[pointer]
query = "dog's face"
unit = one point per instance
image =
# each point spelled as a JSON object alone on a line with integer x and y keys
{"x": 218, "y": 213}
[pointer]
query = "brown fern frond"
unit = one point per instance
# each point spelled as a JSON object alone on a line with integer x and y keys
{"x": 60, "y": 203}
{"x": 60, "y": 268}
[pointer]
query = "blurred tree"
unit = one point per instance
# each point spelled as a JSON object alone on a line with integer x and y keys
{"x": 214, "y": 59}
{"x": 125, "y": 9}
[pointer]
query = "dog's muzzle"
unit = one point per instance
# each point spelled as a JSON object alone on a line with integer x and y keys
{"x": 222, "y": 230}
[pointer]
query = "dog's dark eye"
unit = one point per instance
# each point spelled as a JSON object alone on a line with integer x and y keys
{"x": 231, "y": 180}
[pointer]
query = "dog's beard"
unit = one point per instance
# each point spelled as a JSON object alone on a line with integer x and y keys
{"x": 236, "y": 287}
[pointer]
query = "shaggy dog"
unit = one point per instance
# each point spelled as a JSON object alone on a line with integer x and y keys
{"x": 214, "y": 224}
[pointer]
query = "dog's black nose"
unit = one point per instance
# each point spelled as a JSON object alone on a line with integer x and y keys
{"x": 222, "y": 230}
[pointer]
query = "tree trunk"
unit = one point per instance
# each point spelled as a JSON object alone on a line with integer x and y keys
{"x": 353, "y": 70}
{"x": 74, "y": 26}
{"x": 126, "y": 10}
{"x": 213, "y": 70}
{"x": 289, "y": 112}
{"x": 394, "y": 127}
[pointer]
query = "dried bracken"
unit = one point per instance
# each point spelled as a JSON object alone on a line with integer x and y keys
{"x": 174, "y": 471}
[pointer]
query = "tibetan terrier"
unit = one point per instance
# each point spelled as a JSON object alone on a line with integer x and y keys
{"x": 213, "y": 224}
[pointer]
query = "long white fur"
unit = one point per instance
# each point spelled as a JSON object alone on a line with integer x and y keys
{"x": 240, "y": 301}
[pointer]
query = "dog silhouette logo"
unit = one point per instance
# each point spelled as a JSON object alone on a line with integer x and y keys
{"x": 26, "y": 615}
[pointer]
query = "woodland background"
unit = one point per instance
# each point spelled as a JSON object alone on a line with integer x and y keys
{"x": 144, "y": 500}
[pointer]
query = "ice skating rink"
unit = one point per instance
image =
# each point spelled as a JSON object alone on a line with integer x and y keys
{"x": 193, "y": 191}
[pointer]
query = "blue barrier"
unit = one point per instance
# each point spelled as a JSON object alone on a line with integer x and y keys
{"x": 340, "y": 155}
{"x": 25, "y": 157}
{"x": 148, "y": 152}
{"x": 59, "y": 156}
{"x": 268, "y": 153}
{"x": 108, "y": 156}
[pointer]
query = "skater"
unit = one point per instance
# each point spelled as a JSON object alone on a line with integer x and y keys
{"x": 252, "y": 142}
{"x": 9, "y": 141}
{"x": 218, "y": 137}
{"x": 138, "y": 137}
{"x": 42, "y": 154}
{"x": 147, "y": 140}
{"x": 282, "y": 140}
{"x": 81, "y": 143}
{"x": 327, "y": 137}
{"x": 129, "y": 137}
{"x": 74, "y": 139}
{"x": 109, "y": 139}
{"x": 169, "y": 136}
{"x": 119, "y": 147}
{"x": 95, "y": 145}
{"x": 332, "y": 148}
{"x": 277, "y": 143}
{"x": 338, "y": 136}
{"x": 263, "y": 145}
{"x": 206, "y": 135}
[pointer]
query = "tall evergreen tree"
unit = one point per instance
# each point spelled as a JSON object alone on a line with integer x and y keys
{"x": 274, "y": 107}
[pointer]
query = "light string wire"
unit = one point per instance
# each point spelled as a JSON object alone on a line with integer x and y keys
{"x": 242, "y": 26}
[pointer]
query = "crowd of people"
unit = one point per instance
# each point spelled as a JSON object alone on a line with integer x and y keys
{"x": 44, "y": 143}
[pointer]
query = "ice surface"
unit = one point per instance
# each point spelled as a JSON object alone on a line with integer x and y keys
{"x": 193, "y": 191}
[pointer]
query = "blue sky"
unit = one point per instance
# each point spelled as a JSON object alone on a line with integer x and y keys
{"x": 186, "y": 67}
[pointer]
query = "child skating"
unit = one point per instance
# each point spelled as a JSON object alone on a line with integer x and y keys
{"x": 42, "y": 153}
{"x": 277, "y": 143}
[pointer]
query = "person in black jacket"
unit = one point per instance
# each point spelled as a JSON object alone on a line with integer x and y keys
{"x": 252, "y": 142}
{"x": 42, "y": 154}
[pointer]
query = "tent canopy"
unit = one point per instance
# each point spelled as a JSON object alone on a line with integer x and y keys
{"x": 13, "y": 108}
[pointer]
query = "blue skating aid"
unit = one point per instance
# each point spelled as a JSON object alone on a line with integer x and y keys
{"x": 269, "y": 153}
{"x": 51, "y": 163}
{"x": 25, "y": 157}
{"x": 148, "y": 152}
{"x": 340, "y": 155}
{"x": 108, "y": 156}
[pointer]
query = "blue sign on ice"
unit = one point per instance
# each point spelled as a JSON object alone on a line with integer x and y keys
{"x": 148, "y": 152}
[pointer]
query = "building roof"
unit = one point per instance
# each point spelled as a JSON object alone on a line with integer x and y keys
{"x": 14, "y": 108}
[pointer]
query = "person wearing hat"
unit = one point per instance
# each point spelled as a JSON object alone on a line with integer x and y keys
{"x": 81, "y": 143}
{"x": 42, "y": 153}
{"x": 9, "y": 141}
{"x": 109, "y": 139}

##########

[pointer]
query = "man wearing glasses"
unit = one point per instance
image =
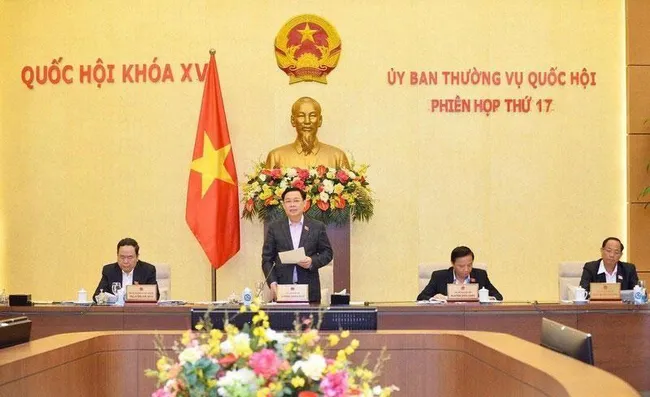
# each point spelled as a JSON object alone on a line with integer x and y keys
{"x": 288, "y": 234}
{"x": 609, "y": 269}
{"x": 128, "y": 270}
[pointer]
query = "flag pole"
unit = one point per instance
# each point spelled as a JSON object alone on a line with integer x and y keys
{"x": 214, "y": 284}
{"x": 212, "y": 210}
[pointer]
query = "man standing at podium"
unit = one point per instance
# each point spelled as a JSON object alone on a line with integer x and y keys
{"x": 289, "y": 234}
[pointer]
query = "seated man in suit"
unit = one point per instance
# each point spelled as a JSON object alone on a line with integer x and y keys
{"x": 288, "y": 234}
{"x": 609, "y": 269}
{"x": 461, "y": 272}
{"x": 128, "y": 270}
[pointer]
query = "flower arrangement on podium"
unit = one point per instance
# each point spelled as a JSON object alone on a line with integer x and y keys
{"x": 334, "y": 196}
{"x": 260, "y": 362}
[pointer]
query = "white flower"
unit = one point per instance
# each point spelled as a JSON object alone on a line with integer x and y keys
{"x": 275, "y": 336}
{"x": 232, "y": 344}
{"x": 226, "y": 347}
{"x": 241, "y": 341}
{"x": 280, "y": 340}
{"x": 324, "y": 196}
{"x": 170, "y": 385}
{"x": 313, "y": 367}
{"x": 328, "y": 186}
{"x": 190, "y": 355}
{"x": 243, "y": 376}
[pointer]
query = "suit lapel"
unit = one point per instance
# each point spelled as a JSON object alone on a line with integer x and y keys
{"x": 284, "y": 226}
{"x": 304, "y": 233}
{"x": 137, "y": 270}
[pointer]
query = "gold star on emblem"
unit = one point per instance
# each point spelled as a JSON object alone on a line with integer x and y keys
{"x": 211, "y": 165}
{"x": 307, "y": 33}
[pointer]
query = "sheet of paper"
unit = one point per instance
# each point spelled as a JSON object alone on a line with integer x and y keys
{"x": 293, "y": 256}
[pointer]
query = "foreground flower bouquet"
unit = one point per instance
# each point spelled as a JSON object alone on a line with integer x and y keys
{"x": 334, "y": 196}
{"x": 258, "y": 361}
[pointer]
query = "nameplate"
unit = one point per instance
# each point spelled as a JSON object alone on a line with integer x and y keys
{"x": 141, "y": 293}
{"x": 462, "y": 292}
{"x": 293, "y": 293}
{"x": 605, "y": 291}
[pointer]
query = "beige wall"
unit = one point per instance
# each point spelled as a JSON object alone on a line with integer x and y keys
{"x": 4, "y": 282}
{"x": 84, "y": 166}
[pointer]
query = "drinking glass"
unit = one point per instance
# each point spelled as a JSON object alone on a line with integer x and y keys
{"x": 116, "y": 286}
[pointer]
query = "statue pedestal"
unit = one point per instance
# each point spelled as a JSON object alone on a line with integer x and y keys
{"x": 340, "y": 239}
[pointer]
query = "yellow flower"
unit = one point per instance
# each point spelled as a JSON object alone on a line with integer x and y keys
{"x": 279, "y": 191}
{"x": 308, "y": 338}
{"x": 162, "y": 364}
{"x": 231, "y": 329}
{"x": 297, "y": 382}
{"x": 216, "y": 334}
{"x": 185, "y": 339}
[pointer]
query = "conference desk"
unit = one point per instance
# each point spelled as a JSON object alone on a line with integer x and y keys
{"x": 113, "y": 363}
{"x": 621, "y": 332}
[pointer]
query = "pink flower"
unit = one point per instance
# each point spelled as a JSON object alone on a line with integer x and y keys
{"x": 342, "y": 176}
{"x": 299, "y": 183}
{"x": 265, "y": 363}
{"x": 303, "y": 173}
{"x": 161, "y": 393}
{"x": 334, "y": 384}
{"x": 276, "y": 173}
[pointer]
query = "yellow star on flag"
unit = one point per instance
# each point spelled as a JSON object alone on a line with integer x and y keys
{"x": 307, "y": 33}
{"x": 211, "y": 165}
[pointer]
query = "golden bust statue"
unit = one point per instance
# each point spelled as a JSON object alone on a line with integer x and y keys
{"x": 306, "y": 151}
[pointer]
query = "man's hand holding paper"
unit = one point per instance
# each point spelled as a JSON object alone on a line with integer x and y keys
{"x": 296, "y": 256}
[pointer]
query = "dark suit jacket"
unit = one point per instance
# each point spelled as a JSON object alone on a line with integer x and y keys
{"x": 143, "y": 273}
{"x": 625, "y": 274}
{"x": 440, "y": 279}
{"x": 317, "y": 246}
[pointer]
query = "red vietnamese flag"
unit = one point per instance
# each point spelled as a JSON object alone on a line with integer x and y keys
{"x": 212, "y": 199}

##########

For each line of the data that includes the word "flower", return a copy of it.

* [Solution]:
query = "flower arrangement on podium"
query = "white flower"
query = "foreground flower bouquet"
query = "yellow flower"
query = "pink flower"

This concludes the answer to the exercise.